** Opening PROVIDED MATERIAL block **
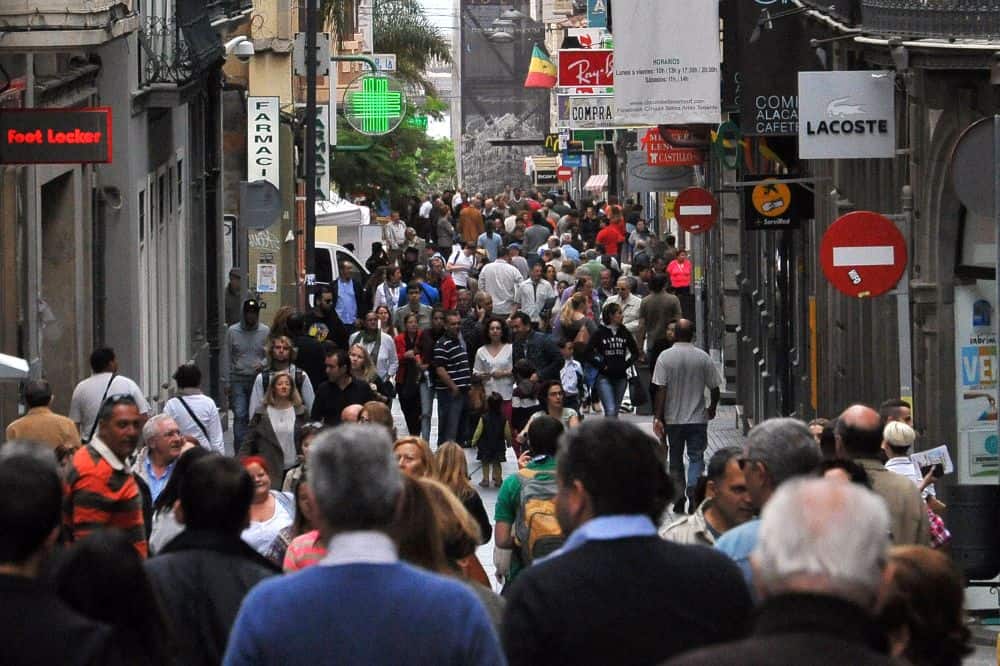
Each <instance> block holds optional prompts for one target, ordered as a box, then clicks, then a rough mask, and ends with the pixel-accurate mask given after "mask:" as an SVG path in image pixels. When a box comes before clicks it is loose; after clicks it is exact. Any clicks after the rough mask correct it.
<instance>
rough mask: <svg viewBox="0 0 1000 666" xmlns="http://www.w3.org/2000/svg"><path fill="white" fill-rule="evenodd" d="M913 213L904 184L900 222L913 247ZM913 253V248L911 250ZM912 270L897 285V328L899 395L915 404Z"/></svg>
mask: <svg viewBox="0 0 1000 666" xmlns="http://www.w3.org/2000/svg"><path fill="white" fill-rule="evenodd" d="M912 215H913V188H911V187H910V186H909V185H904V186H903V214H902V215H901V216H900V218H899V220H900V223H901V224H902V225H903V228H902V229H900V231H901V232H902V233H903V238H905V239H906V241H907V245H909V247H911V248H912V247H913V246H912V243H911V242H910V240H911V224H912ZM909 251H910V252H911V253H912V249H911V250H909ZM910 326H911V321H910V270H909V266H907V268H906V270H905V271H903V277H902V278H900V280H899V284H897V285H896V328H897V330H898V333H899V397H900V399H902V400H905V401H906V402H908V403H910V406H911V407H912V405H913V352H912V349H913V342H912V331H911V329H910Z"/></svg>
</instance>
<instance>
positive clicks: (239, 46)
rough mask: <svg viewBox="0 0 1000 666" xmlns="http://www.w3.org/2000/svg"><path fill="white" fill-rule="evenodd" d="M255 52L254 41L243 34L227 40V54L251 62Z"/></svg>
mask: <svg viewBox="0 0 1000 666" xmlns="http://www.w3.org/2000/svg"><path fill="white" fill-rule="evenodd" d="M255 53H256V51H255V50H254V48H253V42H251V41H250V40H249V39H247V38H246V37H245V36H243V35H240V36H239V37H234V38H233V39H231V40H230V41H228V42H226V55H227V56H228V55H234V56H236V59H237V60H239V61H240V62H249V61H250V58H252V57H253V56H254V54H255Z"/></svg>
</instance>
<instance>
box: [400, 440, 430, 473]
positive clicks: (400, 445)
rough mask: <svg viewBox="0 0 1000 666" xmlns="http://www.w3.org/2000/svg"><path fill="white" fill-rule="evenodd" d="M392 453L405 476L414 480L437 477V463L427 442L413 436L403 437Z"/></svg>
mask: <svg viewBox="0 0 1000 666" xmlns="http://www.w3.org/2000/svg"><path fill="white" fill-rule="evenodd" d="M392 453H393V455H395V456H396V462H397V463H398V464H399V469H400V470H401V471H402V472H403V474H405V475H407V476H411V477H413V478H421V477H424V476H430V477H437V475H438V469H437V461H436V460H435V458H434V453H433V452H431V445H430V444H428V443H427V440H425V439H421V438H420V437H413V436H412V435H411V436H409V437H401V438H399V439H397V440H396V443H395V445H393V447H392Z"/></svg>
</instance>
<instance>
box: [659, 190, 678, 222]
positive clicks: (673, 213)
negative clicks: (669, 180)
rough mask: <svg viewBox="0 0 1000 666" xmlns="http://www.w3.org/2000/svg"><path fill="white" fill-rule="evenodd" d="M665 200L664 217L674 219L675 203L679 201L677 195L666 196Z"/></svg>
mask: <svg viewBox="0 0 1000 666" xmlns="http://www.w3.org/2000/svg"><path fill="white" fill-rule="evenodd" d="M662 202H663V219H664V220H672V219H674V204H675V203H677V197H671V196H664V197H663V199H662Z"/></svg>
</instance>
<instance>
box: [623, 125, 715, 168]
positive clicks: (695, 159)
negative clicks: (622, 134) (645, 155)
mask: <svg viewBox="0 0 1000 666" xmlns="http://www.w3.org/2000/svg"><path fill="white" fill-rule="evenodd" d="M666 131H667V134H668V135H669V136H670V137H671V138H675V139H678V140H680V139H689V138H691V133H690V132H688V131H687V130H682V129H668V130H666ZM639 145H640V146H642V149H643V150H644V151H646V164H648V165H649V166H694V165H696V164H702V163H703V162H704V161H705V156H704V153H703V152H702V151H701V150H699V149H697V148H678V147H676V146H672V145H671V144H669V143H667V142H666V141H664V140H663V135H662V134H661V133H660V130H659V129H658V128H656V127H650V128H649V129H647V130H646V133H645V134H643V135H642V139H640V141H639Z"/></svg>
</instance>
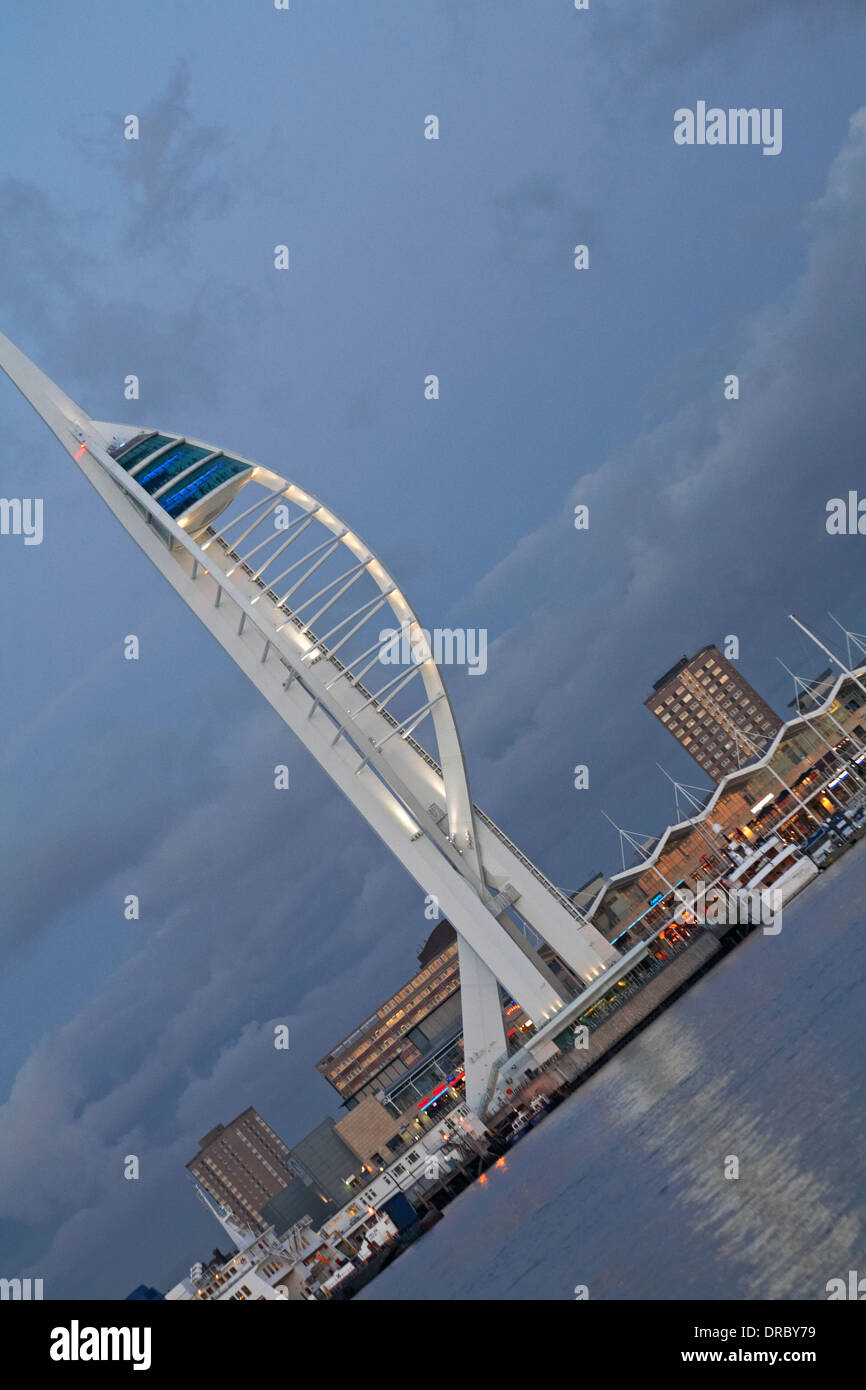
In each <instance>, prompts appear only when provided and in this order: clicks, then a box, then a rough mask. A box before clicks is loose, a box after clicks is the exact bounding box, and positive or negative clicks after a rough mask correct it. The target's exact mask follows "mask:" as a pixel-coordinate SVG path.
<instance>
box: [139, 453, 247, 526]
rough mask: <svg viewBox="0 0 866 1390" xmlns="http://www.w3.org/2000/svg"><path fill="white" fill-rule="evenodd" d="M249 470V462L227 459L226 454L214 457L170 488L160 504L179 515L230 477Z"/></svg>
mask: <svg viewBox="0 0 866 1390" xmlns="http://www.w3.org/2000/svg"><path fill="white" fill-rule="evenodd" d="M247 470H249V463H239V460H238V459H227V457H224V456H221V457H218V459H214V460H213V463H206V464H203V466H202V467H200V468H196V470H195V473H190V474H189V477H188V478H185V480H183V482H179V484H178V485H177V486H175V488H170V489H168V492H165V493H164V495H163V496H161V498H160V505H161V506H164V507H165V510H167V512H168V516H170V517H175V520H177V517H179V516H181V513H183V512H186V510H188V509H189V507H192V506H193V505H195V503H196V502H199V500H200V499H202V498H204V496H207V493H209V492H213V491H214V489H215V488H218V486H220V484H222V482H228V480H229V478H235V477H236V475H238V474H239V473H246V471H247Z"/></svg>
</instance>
** Closing PROVIDED MATERIAL block **
INSTRUCTIONS TO FOLLOW >>
Show every line of the listing above that contains the string "negative", matching case exactly.

EXPECTED ANSWER >>
negative clicks: (669, 180)
negative clicks: (622, 134) (645, 155)
In each <instance>, prompts appear only when provided and in this order: clicks, then a box, then a rough mask. A box before clicks is loose, a box after clicks is the exact bounding box, and positive or negative clicks after a rough mask correct it. The target's exact mask follows "mask:" as a pixel-coordinate SVG path.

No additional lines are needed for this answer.